Copy the lines of these records word for word, leaving out the pictures.

Named object pointing records:
____________________

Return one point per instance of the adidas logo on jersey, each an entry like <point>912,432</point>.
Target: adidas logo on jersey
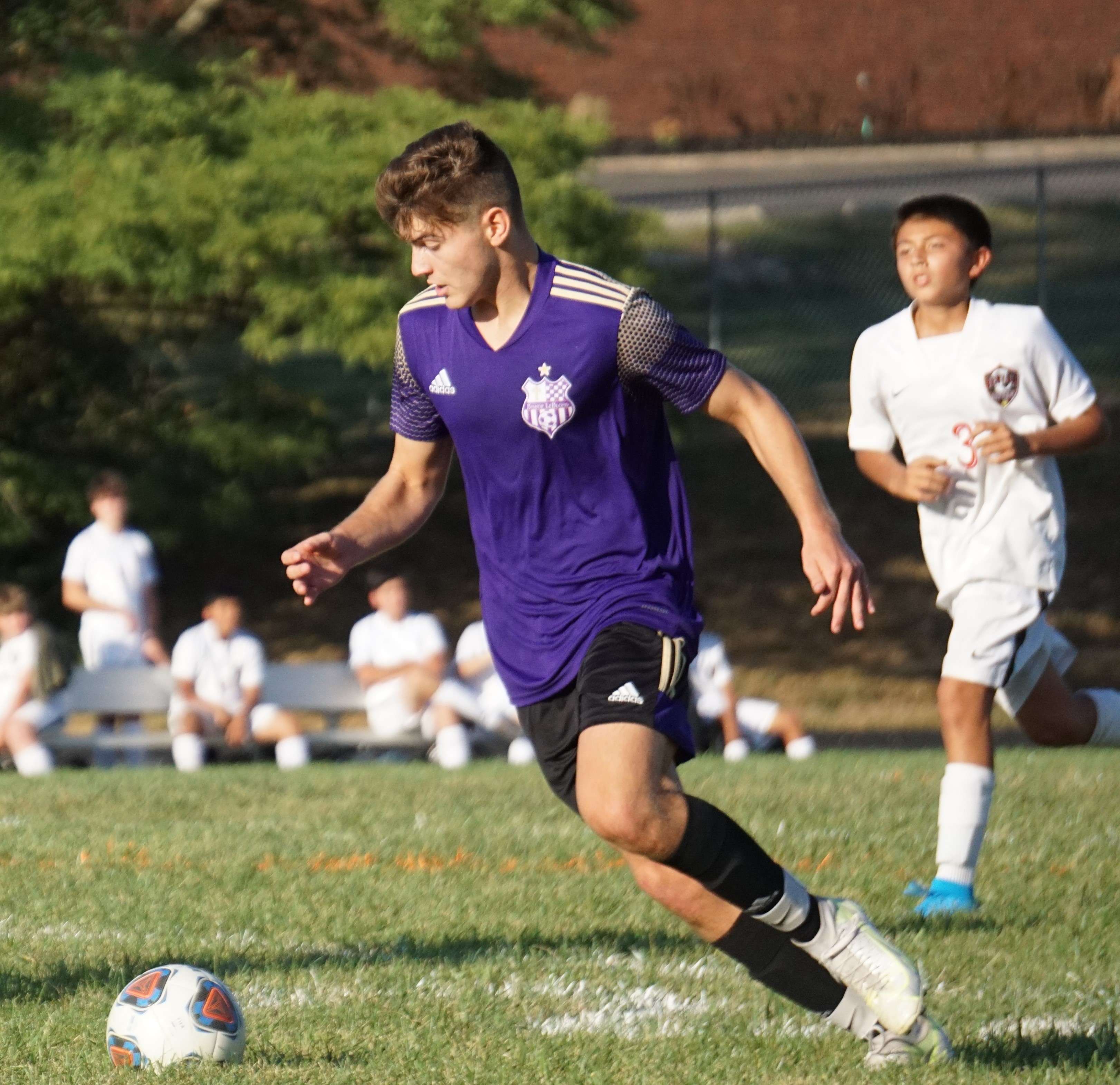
<point>626,695</point>
<point>442,385</point>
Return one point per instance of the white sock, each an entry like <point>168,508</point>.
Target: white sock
<point>963,817</point>
<point>801,748</point>
<point>293,752</point>
<point>792,909</point>
<point>853,1016</point>
<point>1107,732</point>
<point>34,761</point>
<point>736,750</point>
<point>189,753</point>
<point>453,747</point>
<point>521,752</point>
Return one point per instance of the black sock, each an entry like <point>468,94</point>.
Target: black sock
<point>726,861</point>
<point>772,959</point>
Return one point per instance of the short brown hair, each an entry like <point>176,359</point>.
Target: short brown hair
<point>107,484</point>
<point>445,176</point>
<point>15,599</point>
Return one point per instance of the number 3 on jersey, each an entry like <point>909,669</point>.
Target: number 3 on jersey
<point>968,455</point>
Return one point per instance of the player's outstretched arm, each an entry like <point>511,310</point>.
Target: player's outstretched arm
<point>836,575</point>
<point>396,509</point>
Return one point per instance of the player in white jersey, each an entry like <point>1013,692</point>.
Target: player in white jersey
<point>399,659</point>
<point>219,673</point>
<point>110,578</point>
<point>747,724</point>
<point>980,399</point>
<point>478,696</point>
<point>25,710</point>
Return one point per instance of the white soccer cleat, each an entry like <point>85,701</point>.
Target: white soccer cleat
<point>926,1043</point>
<point>736,750</point>
<point>858,957</point>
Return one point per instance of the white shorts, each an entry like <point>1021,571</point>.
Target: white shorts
<point>391,715</point>
<point>101,650</point>
<point>489,707</point>
<point>1002,640</point>
<point>41,715</point>
<point>260,717</point>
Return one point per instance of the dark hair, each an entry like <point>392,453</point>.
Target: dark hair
<point>107,484</point>
<point>445,176</point>
<point>374,578</point>
<point>15,599</point>
<point>958,212</point>
<point>220,592</point>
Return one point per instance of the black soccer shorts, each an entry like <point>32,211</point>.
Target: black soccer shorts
<point>626,678</point>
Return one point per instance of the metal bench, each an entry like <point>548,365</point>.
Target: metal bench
<point>327,689</point>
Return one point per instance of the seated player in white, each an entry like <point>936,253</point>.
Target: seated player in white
<point>980,399</point>
<point>219,671</point>
<point>25,711</point>
<point>479,696</point>
<point>399,659</point>
<point>748,725</point>
<point>110,579</point>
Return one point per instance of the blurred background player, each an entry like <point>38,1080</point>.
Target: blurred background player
<point>479,696</point>
<point>110,578</point>
<point>400,659</point>
<point>980,398</point>
<point>219,672</point>
<point>26,708</point>
<point>746,725</point>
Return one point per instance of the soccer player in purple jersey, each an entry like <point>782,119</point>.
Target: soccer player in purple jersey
<point>548,380</point>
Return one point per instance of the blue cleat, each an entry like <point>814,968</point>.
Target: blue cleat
<point>946,898</point>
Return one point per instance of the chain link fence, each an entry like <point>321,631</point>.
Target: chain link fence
<point>784,277</point>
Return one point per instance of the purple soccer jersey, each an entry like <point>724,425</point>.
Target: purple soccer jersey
<point>575,494</point>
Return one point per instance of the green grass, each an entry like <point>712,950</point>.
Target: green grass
<point>395,924</point>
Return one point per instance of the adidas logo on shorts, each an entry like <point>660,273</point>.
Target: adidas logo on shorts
<point>626,695</point>
<point>442,385</point>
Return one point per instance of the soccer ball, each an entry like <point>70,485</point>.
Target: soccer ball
<point>173,1014</point>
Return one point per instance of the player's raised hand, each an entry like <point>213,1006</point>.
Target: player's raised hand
<point>838,577</point>
<point>315,565</point>
<point>997,443</point>
<point>927,479</point>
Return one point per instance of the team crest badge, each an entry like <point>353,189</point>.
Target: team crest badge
<point>1003,385</point>
<point>547,406</point>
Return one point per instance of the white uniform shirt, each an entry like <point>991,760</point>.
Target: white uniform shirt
<point>221,670</point>
<point>18,659</point>
<point>1003,522</point>
<point>488,685</point>
<point>378,641</point>
<point>709,676</point>
<point>115,567</point>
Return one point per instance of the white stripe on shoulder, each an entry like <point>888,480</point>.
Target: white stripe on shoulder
<point>601,288</point>
<point>590,298</point>
<point>582,271</point>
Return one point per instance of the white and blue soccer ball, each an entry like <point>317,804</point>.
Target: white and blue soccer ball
<point>175,1014</point>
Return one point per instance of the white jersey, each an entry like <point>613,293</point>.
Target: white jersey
<point>378,641</point>
<point>1002,522</point>
<point>19,657</point>
<point>115,567</point>
<point>709,677</point>
<point>221,669</point>
<point>488,686</point>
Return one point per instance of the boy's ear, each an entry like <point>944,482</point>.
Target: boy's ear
<point>980,261</point>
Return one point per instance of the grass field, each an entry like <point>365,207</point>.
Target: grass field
<point>397,924</point>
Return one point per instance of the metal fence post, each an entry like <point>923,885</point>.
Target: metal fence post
<point>715,330</point>
<point>1041,220</point>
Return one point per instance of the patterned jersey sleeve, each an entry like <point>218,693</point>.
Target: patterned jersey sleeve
<point>411,414</point>
<point>654,350</point>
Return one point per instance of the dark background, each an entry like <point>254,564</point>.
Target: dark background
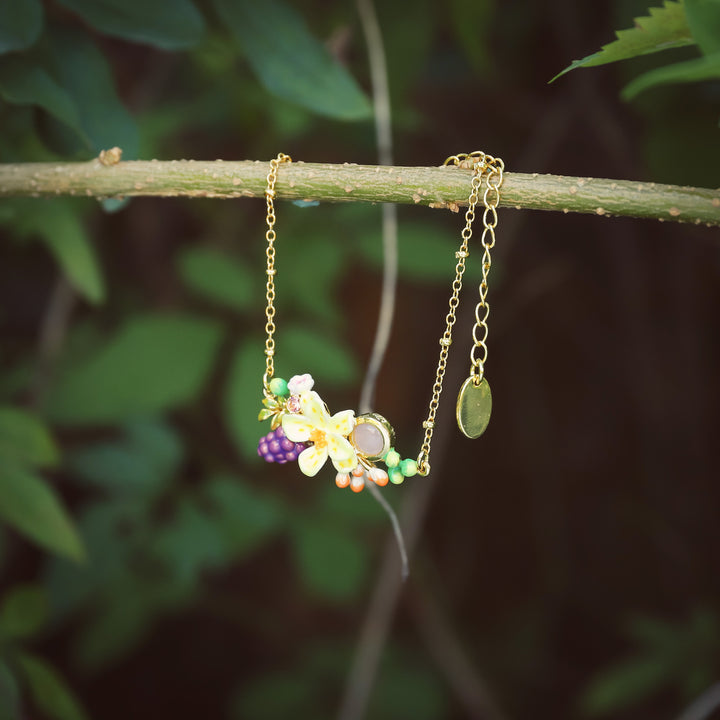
<point>567,560</point>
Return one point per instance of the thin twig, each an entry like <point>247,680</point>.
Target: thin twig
<point>437,187</point>
<point>383,132</point>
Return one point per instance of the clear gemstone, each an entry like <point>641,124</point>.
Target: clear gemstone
<point>368,439</point>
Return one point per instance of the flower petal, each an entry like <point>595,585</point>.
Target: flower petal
<point>342,453</point>
<point>314,409</point>
<point>341,423</point>
<point>297,428</point>
<point>312,459</point>
<point>300,383</point>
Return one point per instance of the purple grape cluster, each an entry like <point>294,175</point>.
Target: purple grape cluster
<point>275,447</point>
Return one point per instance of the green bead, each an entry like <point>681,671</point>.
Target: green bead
<point>278,386</point>
<point>395,475</point>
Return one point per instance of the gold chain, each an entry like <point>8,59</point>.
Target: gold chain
<point>484,166</point>
<point>480,163</point>
<point>270,270</point>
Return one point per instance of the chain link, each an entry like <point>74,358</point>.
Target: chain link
<point>485,167</point>
<point>270,271</point>
<point>491,168</point>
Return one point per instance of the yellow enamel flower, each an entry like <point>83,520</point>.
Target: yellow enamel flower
<point>328,435</point>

____________________

:: THE REPLY ::
Return one point per instance of the adidas logo on jersey, each an entry like <point>912,432</point>.
Target: adidas logo on jersey
<point>626,695</point>
<point>442,385</point>
Return one point per instance of the white sock, each an entry like <point>168,508</point>.
Target: white sock
<point>963,817</point>
<point>801,748</point>
<point>293,752</point>
<point>792,909</point>
<point>853,1016</point>
<point>1107,732</point>
<point>34,761</point>
<point>736,750</point>
<point>189,753</point>
<point>453,747</point>
<point>521,752</point>
Return one point per instance of the black sock, each an entry like <point>468,94</point>.
Target: black sock
<point>726,861</point>
<point>772,959</point>
Return one point per instance of the short brown hair, each an entry like <point>176,359</point>.
Target: short brown hair
<point>107,484</point>
<point>445,176</point>
<point>15,599</point>
Return one point per instance of the number 3 on jersey, each an entry like <point>909,669</point>.
Target: number 3 on jersey
<point>968,455</point>
Return one point per instance of the player's outstretched arm, each an entry like <point>511,310</point>.
Target: player's outstretched arm
<point>836,575</point>
<point>396,509</point>
Return one point per instance of the player in white jersey, each an entry like <point>1013,692</point>.
Target: player in white jersey
<point>399,659</point>
<point>219,673</point>
<point>110,578</point>
<point>747,724</point>
<point>980,399</point>
<point>478,696</point>
<point>25,710</point>
Return one point per instance of the white soccer cleat, each an entry like <point>85,701</point>.
Target: white soccer cleat
<point>926,1043</point>
<point>736,750</point>
<point>858,957</point>
Return one point per instance of the white shorts, each an entry like <point>1021,571</point>.
Target: white shorts
<point>391,715</point>
<point>101,650</point>
<point>489,707</point>
<point>1002,640</point>
<point>41,715</point>
<point>260,717</point>
Return one point per instance of the dark hair, each an entry like <point>392,453</point>.
Target: dark hair
<point>107,484</point>
<point>445,176</point>
<point>374,578</point>
<point>15,599</point>
<point>958,212</point>
<point>220,592</point>
Return one point per instance of the black soccer shorts, each an entry like <point>32,211</point>.
Target: black soccer shorts
<point>626,678</point>
Return one point per instance of the metal bench, each an entry like <point>548,365</point>.
Target: metal bench
<point>327,689</point>
Return one point per instance of the seated player in white, each an entry like <point>936,253</point>.
Target: seated player in white
<point>980,399</point>
<point>219,671</point>
<point>25,711</point>
<point>479,696</point>
<point>399,659</point>
<point>748,725</point>
<point>110,579</point>
Return one point per instance of the blurred background player, each an entry like <point>38,1080</point>.
Target: blurred background player
<point>479,696</point>
<point>110,578</point>
<point>400,659</point>
<point>980,398</point>
<point>219,672</point>
<point>26,708</point>
<point>746,725</point>
Return one point per instance of the soccer player in purple jersey, each an entry like <point>782,119</point>.
Target: soccer player in purple jersey
<point>548,380</point>
Return one point per instance of the blue cleat, each an entry like <point>814,968</point>.
Target: blue cleat
<point>946,898</point>
Return one point per instance of the chain link fence, each an entry like <point>321,631</point>.
Target: chain link fence
<point>784,277</point>
Return one point per instance of the purple soccer jersey, each an entry like <point>724,425</point>.
Target: purple soccer jersey
<point>575,494</point>
Return one point per instance of the green grass, each an entry like <point>712,950</point>.
Target: green grass
<point>395,924</point>
Return one point per instance of the adidas logo on shorts, each an entry like <point>660,273</point>.
Target: adidas logo on shorts
<point>626,695</point>
<point>442,385</point>
Return one point per instance of the soccer ball, each an entry like <point>70,485</point>.
Target: soccer ball
<point>173,1014</point>
Return one point per instance of the player's raised hand, each an entry like <point>213,1006</point>.
Target: player's raised hand
<point>838,577</point>
<point>315,565</point>
<point>997,443</point>
<point>927,479</point>
Return one point per instance of the team crest badge, each an entry like <point>353,189</point>.
Target: team crest badge
<point>1003,385</point>
<point>547,406</point>
Return one point per instance of the white uniform shirt, each an entry like <point>991,760</point>.
Target: white uniform shirt
<point>221,670</point>
<point>18,659</point>
<point>1003,522</point>
<point>488,685</point>
<point>378,641</point>
<point>709,676</point>
<point>115,567</point>
Return one point per instance of the white stripe on shoulder, each an entry like <point>888,480</point>.
Target: white stripe on shoulder
<point>601,288</point>
<point>590,298</point>
<point>582,271</point>
Return one point per instance of the white and blue soccer ball, each an entry like <point>317,804</point>.
Target: white and blue soccer ball
<point>175,1014</point>
Return one point per instance of the white jersey, each an entry like <point>613,293</point>.
Target: white jersey
<point>378,641</point>
<point>1002,522</point>
<point>19,657</point>
<point>115,567</point>
<point>709,677</point>
<point>221,669</point>
<point>488,686</point>
Return one point per instance of the boy's ear, each an entry like <point>944,482</point>.
Target: boy's ear
<point>980,261</point>
Return one point per instance of the grass field, each an entry like <point>365,207</point>.
Target: grass field
<point>397,924</point>
Return one point per instance of the metal fence post, each an entry like <point>923,885</point>.
Target: metal fence post
<point>715,330</point>
<point>1041,220</point>
Return one point per instance of the patterned jersey sleeve, each an entry like <point>218,693</point>.
Target: patterned jersey sleeve
<point>411,414</point>
<point>654,350</point>
Return one point per instance of the dark background, each an entry like <point>254,564</point>.
Target: dark background
<point>567,560</point>
Return one point per instance of the thin twig, each an entry like <point>247,680</point>.
Target: thin twig
<point>437,187</point>
<point>383,132</point>
Return one point per instance of the clear gemstone, each an entry like <point>641,124</point>.
Target: clear gemstone
<point>368,439</point>
Return one point per instance of the flower petal, each an entry like <point>595,585</point>.
Target: flower petal
<point>342,453</point>
<point>314,409</point>
<point>341,423</point>
<point>297,428</point>
<point>312,459</point>
<point>300,383</point>
Return one point per instance of the purple grape cluster, each an entry like <point>294,175</point>.
Target: purple grape cluster
<point>275,447</point>
Return one point per instance of the green bead, each an entry like <point>681,671</point>.
Target: green bead
<point>278,386</point>
<point>395,475</point>
Return one point per instance of the gold chain, each an entry like <point>8,59</point>.
Target: gold chain
<point>484,166</point>
<point>480,163</point>
<point>270,270</point>
Return one point per instance of the chain link, each an entry like <point>74,358</point>.
Target: chain link
<point>485,167</point>
<point>270,271</point>
<point>491,168</point>
Return one point per instance of the yellow enamel flower, each an entry like <point>83,520</point>.
Target: yellow enamel flower
<point>328,435</point>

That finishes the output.